▶ _Page extract_:
┌────────

That was when it happened. A cloudburst, of unprecedented intensity and magnitude, hit the area and submerged, not only the town, but many surrounding areas. Bunds of canals and rivers had breached, roads and railway tracks were damaged, power supply had broken down and normal life had come to a grinding halt. Although the exuberance, and the festive spirit that characterise Indian weddings had been somewhat (quite literally!) dampened by the untimely downpour, the mood of the organisers, as well as the guests, remained upbeat

Water in general, and rain, in particular, were the subject matter of an article, in two parts, which appeared in this column some time ago. A reference was made therein to the popular nursery rhyme:

“Rain, rain go away,

Come again another day.

Little Arthur wants to play.

Rain, rain go away”

It was James Howell, the British historian and writer, who added a line to the first English version of this nursery rhyme, which then read as follows:

“Rain, rain, go to Spain,

Never show your face again!”

The added words reflected the mood of the times as,

at that time, Spain and England were rivals at sea, with the Spanish Armada going on.

In my case, however, the rhyme could have been sung, with great appropriateness, at the time of my wedding. My paternal uncle, and father-in-law to be, Dr Gandhi (as he was popularly known, on account of his always wearing clothes made out of khadi and also his free treatment of poor people), had gone to great pains to make extensive and elaborate arrangements for the event. Pandals had been erected in the roads abutting his residence, at Ramachandrapuram town in East Godavari district of Andhra Pradesh, where the marriage was to take place. The preparations were thorough, with even the minutest of details carefully attended to, including the boarding and lodging of the guests arriving from outside, the band and the material required for the rituals. Everything was in place. In fact, on the night before the marriage day, some of my friends and I got on to the stage constructed in one of the Pandals and sang a few songs to the accompaniment of guitar and drums.

└────────

▶ _Direction_: Write the next part of the essay about rain and the author's wedding, picking up after its final sentence.

▶ _Collected data_:
┌────────

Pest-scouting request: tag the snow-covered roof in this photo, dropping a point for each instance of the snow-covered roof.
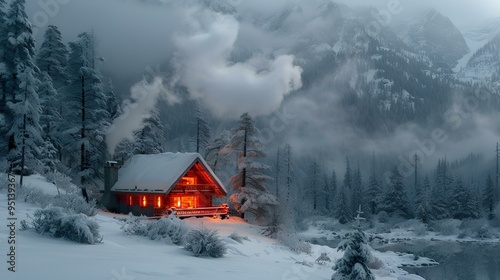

└────────

▶ _Written answer_:
That was when it happened. A cloudburst, of unprecedented intensity and magnitude, hit the area and submerged, not only the town, but many surrounding areas. Bunds of canals and rivers had breached, roads and railway tracks were damaged, power supply had broken down and normal life had come to a grinding halt.

Although the exuberance, and the festive spirit that characterise Indian weddings had been somewhat (quite literally!) dampened by the untimely downpour, the mood of the organisers, as well as the guests, remained upbeat. The playful teasing of the bride’s party, by that of the bridegroom’s, so typical of marriages in India, assumed a robust and vigourous form.

Dr Gandhi had made arrangements for water taps all along the four sides of the house, in order to facilitate the washing of hands and feet by guests before and after meals. My paternal uncle Appa Rao took one look at the taps, and remarked that there apparently was to be no shortage of diluted buttermilk!

What with the pandals having become dysfunctional following the rain, and there being little dry ground elsewhere, the rituals of the marriage had, wily nilly, to be performed in a small room at the centre of the house. Most of the guests had to crowd near a window opening out of that room, literally jostling with one another, to get a look at what was going on inside. Photographs taken at that time actually gave the impression that proceedings were taking place inside the cell of a jail!

The situation made one recall the poem ‘To a Mouse’, by Robert Burns:

The best laid schemes o’ Mice an’ Men Gang aft agley,

An’ lea’e us nought but grief an’ pain, For promis’d joy!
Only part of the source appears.